Viagem|Dos pés à cabeça

Calangada, sabático, peregrinação, enduro a pé e caminhada por trilha aliam mais que turismo e esporte. Sem hotéis de luxo e diversões programadas, aonde vão e o que procuram esses andarilhos?

Roberto Roberto Buzzo fez o Caminho do Sol em 2004:
“Não gosto do turismo-consumismo”

Por Paulo Salvador

Seis da manhã de sábado. Um microônibus
sai da
capital paulista com 16 pessoas a bordo rumo a São Francisco
Xavier, região do Vale do Paraíba. O amanhecer
encantador, avermelhado, revela também poeira e
poluição presentes no ar. De São Xico,
a
bucólica quase-vila, o grupo inicia uma caminhada de 16
quilômetros pela Serra da Mantiqueira, em
direção a
Monte Verde, do lado de Minas Gerais. Trilhas e pequenos riachos,
rodeados por bromélias, maritacas, tangarás,
saíras, corujas e árvores seculares deixam para
trás o estresse. O espírito coletivo e o acesso
à
natureza envolvem os caminhantes. Nenhum lixo é deixado na
mata,
nem mesmo orgânico. O que é encontrado
é recolhido.

Aos poucos, as conversas fluem. Alguém lembra um pouco de
história – aquelas trilhas serviram ao transporte
de armas
dos Constitucionalistas, em 1932, em direção a
Minas.
Outro repara nos liquens rosa encontrados nos troncos das
árvores – algas e fungos que só se
reproduzem em
ambientes não-poluídos.

MATERIAL FORNECIDO:

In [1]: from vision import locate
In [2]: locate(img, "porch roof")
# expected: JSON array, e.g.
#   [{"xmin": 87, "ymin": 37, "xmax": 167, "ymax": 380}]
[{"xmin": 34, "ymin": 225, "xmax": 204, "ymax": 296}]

TAREFA ESCRITA 1: Imprima todas as entradas acima, linha por linha, sem alterar nenhum caractere.
TAREFA ESCRITA 2: Prossiga com o texto sobre a caminhada de São Francisco Xavier a Monte Verde, começando logo depois da última frase apresentada.

RESULTADO 1:
In [1]: from vision import locate
In [2]: locate(img, "porch roof")
# expected: JSON array, e.g.
#   [{"xmin": 87, "ymin": 37, "xmax": 167, "ymax": 380}]
[{"xmin": 34, "ymin": 225, "xmax": 204, "ymax": 296}]

RESULTADO 2:
A 400 quilômetros dali, no centro-norte do estado, outro
grupo
chega a Águas de São Pedro, depois de caminhada
de 11
dias e 12 cidades de percurso do Caminho do Sol –
versão
brasileira do Caminho de Santiago de Compostela, no norte da Espanha.
Entre eles, jovens e idosos, cansados, empoeirados e felizes.

O que procuram esses caminhantes? Os simples prazeres das trilhas, um
turismo alternativo, um movimento contra o sedentarismo urbano, uma
pausa no estresse. O guia Estevan Rosa, do Circo São Xico,
diz
que vê a transformação das pessoas na
trilha:
“Elas se sentem mais alegres, mais felizes, caminhando,
suando,
carregando mochila. Reaprendem a conviver com a natureza”.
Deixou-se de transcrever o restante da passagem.